STUDY TEXT: Begin
The formation of gaseous ions resulting from the non-specific association of components of buffer or salts (added or present as impurities) to proteins (free protein and protein–ligand complexes) can complicate the interpretation of ESI-MS data acquired for libraries of compounds with similar molecular weights (MWs) [6,7,8]. These adducts form as the gas-phase protein and protein complex ions are produced from small ESI offspring droplets that evaporate to dryness [9,10,11,12]. Buffer and salts remaining in these droplets near the end of the evaporation process will associate non-specifically with the protein and its complexes. If the resulting gas-phase protein–adduct interactions are sufficiently stable (kinetically) to survive the ion source, they will be detected. When using a high (> 100 mM) concentration of ammonium acetate, the typical buffer used in ESI-MS analysis of proteins and their complexes, adducts of acetate/acetic acid and ammonia/ammonium may be observed in the mass spectrum. The presence of non-volatile salts in the sample, required for protein function (e.g., metal co-factors) or present as impurities, generally leads to adduct formation. For example, even in the absence of any added salt, Na+ and K+ are commonly observed adducts.
STUDY TEXT: End
In the passage on protein adducts in ESI-MS, do these statements agree with the text? Answer yes or no for each, quoting the words that decide it. (a) Adducts form as gas-phase ions are produced from small droplets that evaporate to dryness. (b) Na+ and K+ adducts appear only when salt has been added to the sample. (c) Protein–adduct interactions are detected whatever their stability. The lines that follow are separate material.
ENTRIES SUPPLIED: Begin
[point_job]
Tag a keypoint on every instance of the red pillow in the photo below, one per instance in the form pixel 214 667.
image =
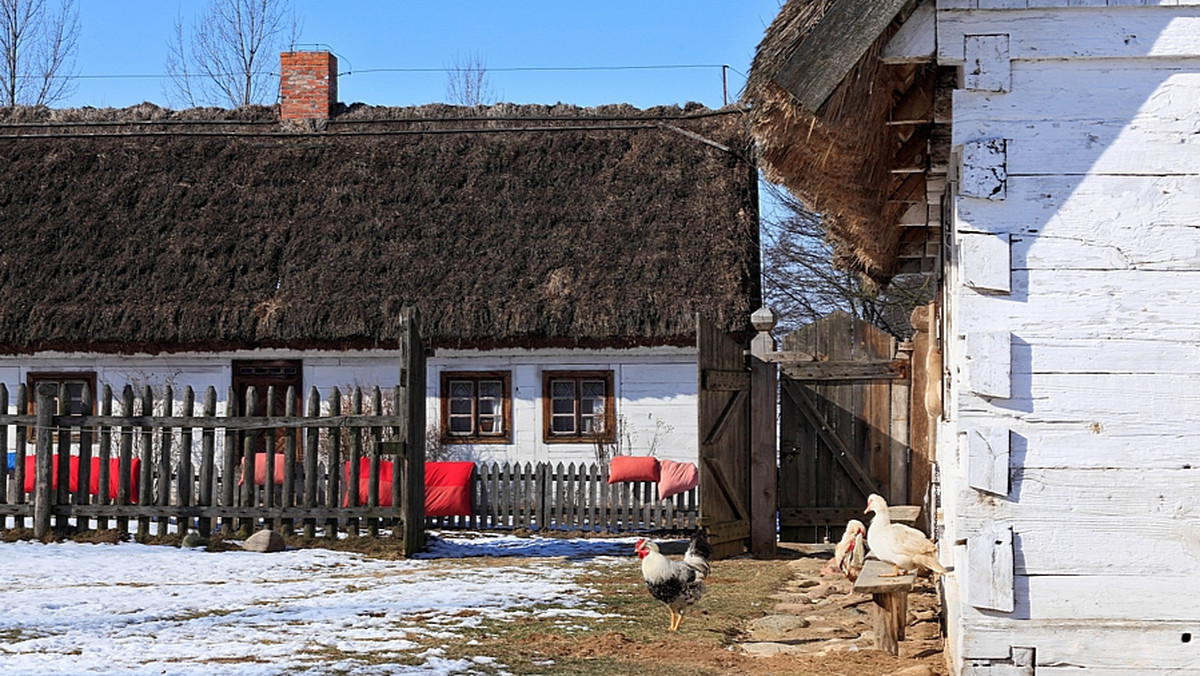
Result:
pixel 261 468
pixel 448 488
pixel 93 480
pixel 364 478
pixel 633 468
pixel 676 478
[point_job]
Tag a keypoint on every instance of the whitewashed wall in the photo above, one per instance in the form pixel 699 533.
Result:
pixel 1071 452
pixel 655 389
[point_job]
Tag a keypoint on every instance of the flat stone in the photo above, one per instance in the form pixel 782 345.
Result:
pixel 918 670
pixel 265 540
pixel 777 627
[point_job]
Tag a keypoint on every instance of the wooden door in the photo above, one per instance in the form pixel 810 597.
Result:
pixel 724 414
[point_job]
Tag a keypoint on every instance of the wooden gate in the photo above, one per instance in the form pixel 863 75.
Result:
pixel 844 435
pixel 724 412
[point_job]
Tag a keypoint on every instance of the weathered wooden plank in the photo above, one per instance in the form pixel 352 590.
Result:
pixel 831 49
pixel 916 40
pixel 1050 35
pixel 847 371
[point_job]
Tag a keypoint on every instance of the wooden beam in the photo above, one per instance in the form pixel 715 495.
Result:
pixel 829 371
pixel 833 47
pixel 837 448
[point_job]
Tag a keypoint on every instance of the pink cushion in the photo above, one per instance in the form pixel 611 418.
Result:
pixel 676 478
pixel 633 468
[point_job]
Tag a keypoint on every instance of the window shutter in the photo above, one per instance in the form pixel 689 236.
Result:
pixel 989 362
pixel 990 568
pixel 988 460
pixel 987 261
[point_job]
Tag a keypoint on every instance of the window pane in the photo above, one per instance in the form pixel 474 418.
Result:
pixel 593 389
pixel 562 424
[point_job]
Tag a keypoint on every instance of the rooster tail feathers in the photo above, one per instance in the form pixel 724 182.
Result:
pixel 699 551
pixel 930 562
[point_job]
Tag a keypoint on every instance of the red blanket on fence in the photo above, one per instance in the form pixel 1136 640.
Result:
pixel 448 486
pixel 93 479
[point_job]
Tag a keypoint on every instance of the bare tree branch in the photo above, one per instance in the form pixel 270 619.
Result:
pixel 802 281
pixel 467 83
pixel 225 58
pixel 37 42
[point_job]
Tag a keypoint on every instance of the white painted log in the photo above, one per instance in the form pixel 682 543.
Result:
pixel 1144 647
pixel 987 65
pixel 1074 33
pixel 987 261
pixel 988 459
pixel 989 574
pixel 1144 91
pixel 988 362
pixel 984 168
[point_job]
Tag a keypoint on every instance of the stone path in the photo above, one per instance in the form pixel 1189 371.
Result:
pixel 817 614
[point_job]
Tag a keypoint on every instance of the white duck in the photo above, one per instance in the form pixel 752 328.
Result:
pixel 903 546
pixel 849 555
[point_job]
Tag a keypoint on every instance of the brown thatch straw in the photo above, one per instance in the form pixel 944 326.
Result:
pixel 838 162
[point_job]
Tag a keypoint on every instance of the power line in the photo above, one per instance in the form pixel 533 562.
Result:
pixel 430 70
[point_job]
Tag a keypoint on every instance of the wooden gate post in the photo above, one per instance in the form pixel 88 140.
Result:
pixel 412 382
pixel 763 398
pixel 43 497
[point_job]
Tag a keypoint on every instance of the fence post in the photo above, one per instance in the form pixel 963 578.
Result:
pixel 763 466
pixel 43 465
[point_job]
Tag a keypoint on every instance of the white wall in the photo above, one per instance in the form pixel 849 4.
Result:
pixel 655 388
pixel 1101 324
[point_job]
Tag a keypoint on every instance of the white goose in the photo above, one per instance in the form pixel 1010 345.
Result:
pixel 903 546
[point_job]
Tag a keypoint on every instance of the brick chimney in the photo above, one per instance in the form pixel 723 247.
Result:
pixel 307 85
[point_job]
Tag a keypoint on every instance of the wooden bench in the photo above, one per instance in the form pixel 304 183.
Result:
pixel 891 609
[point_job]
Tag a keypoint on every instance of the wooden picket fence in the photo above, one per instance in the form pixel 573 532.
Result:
pixel 571 497
pixel 178 466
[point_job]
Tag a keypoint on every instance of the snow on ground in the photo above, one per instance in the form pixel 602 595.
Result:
pixel 75 609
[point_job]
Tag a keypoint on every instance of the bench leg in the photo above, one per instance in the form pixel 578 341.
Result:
pixel 889 610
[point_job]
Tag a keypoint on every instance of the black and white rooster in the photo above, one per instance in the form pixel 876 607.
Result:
pixel 677 584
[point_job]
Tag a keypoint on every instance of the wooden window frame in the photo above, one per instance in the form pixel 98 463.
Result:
pixel 34 377
pixel 505 435
pixel 610 413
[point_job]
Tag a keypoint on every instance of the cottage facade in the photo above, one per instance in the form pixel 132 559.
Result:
pixel 558 257
pixel 1059 163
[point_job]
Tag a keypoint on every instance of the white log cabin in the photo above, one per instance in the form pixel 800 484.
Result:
pixel 1053 154
pixel 558 257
ENTRIES SUPPLIED: End
* _EXERCISE ANSWER_:
(a) Yes: "These adducts form as the gas-phase protein and protein complex ions are produced from small ESI offspring droplets that evaporate to dryness"
(b) No: "even in the absence of any added salt, Na+ and K+ are commonly observed adducts."
(c) No: "If the resulting gas-phase protein–adduct interactions are sufficiently stable (kinetically) to survive the ion source, they will be detected."